• **Exercise requirements**
Look through the lines below and extract any with the word "instance".

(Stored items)
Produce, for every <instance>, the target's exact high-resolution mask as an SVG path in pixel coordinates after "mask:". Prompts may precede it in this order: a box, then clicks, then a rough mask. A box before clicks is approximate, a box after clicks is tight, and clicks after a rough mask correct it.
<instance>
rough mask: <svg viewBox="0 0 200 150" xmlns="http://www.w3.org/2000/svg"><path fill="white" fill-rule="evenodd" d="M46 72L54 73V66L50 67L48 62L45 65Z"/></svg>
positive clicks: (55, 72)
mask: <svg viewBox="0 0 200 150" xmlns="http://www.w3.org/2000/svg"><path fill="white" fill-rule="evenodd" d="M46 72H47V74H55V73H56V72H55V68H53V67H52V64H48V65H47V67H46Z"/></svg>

• **Written solution**
Produce, for every <instance>, the target's exact high-resolution mask as an SVG path in pixel coordinates after "mask:". Prompts may precede it in this order: a box, then clicks, then a rough mask. A box before clicks is approximate, a box after clicks is tight, and clicks after a rough mask correct it.
<instance>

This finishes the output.